**Exercise details**
Render everything from the start of the records down to and including the line that contains "M463 144L453 113L420" as a Markdown table with two columns, No. and Text, numbering each row and leaving out blank lines.

**Data for this exercise**
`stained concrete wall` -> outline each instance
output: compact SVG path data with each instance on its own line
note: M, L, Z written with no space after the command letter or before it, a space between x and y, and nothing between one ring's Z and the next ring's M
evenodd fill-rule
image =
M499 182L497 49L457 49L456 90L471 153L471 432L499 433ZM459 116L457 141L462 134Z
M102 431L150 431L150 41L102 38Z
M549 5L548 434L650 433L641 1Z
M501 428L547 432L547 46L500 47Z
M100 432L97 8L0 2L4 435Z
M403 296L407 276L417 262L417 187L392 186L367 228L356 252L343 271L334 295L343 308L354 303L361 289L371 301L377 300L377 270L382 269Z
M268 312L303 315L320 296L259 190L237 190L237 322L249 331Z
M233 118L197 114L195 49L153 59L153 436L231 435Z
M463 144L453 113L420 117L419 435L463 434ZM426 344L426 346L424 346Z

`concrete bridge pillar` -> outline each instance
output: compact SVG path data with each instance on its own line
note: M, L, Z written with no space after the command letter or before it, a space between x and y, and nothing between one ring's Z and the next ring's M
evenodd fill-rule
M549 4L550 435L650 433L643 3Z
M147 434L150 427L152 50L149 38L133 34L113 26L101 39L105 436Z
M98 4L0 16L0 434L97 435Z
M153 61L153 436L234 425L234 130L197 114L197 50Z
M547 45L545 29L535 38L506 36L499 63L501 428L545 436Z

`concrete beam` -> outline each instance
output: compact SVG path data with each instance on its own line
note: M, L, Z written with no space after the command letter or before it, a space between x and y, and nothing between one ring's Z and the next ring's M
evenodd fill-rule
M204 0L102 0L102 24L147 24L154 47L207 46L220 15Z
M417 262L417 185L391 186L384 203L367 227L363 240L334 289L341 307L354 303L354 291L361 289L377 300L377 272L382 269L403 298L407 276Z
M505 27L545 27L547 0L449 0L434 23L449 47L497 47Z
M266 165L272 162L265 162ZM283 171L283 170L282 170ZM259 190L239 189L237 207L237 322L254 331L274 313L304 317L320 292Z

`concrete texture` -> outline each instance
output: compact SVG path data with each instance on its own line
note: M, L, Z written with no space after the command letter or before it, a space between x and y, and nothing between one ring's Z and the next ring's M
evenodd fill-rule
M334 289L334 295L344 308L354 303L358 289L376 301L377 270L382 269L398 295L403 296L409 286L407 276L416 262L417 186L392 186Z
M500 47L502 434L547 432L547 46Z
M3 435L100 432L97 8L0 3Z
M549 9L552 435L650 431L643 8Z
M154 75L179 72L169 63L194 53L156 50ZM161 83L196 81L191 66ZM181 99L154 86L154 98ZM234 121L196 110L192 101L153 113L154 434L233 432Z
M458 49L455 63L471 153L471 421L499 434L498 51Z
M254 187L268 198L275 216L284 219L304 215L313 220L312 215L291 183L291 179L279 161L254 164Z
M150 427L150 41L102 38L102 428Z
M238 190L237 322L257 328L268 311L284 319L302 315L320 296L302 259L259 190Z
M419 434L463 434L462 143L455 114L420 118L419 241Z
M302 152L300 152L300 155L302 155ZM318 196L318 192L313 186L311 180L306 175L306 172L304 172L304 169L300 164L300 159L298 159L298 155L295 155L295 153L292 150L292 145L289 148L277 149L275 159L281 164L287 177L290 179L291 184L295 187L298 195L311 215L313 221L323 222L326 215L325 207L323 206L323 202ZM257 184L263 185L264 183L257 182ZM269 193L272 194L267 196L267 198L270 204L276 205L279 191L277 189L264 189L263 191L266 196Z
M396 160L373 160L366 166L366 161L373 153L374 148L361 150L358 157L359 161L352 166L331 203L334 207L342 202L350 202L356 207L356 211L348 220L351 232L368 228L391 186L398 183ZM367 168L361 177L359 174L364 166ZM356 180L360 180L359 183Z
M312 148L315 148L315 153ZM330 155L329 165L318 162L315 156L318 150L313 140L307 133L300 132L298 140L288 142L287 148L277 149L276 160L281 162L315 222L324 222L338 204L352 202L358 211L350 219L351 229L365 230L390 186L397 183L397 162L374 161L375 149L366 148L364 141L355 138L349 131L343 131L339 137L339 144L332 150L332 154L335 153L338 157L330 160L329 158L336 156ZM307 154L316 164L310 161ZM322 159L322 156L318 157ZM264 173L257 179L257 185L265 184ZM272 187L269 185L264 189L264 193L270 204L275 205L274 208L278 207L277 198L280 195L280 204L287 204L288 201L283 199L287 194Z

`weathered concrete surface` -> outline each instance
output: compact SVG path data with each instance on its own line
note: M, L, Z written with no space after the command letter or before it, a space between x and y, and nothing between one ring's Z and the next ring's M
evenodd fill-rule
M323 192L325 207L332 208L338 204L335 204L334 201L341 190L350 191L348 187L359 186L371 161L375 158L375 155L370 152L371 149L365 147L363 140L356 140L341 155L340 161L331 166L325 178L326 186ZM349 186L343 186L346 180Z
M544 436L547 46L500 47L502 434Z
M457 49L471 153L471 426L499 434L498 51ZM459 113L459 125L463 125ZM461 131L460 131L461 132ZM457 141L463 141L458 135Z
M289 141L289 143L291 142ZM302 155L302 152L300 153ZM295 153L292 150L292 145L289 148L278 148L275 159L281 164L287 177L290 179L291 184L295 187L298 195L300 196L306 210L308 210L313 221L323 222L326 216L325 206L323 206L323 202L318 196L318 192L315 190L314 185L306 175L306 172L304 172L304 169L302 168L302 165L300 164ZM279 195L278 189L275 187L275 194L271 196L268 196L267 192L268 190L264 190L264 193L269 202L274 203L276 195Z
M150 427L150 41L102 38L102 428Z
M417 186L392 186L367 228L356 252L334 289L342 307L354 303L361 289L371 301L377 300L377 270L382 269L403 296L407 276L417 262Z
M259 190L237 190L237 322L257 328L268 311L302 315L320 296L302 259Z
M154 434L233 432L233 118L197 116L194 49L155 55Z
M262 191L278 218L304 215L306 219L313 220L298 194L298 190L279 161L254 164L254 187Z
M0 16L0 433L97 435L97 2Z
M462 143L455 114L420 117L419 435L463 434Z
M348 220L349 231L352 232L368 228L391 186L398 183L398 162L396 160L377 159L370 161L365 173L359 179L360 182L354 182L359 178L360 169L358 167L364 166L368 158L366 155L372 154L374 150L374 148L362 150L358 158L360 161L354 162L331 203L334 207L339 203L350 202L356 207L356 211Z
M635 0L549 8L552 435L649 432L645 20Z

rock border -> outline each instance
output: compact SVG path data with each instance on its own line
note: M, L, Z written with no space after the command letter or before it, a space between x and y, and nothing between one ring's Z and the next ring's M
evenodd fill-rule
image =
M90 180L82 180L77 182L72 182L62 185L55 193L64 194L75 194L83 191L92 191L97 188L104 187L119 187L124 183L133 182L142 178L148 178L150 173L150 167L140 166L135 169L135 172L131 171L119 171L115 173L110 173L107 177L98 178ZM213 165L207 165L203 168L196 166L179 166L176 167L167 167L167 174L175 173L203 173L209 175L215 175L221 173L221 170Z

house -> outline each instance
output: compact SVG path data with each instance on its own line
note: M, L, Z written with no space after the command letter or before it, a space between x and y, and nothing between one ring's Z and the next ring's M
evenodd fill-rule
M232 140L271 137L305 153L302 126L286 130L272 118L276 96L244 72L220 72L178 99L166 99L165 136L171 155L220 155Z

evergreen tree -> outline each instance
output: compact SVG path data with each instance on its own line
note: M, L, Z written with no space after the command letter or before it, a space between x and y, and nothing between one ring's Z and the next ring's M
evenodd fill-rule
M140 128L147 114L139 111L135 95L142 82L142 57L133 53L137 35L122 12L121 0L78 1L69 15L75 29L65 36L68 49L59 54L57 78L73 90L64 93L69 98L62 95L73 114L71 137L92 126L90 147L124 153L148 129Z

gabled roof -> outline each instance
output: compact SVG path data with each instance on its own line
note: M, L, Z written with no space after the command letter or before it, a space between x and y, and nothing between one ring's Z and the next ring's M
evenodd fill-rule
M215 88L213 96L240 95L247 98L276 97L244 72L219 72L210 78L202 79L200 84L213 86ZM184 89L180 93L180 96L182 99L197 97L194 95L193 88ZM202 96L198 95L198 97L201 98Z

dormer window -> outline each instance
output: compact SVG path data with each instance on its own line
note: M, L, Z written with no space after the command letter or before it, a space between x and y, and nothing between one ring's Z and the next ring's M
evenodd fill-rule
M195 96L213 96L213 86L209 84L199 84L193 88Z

**The answer**
| No. | Text |
|---|---|
| 1 | `stained concrete wall` -> outline each instance |
| 2 | output: compact SVG path data with each instance on its own line |
| 3 | note: M, L, Z written with no space after the command letter or before it, a space between x and y, and nothing between one ring's Z and the next ring's M |
| 4 | evenodd fill-rule |
| 5 | image = |
| 6 | M499 182L497 49L457 49L456 90L471 153L471 432L499 433ZM459 116L457 141L462 134Z |
| 7 | M102 431L150 431L150 41L102 38Z |
| 8 | M549 5L548 434L650 433L641 1Z |
| 9 | M501 428L547 432L547 46L500 47Z |
| 10 | M100 432L97 8L0 2L4 435Z |
| 11 | M403 296L407 276L417 262L417 187L392 186L367 228L356 252L343 271L334 295L343 308L354 303L361 289L371 301L377 300L377 270L382 269Z |
| 12 | M268 312L303 315L320 296L259 190L237 190L237 322L249 331Z |
| 13 | M233 118L197 114L195 49L153 59L153 436L231 435Z |
| 14 | M463 144L453 113L420 117L419 435L463 434ZM426 344L426 346L424 346Z |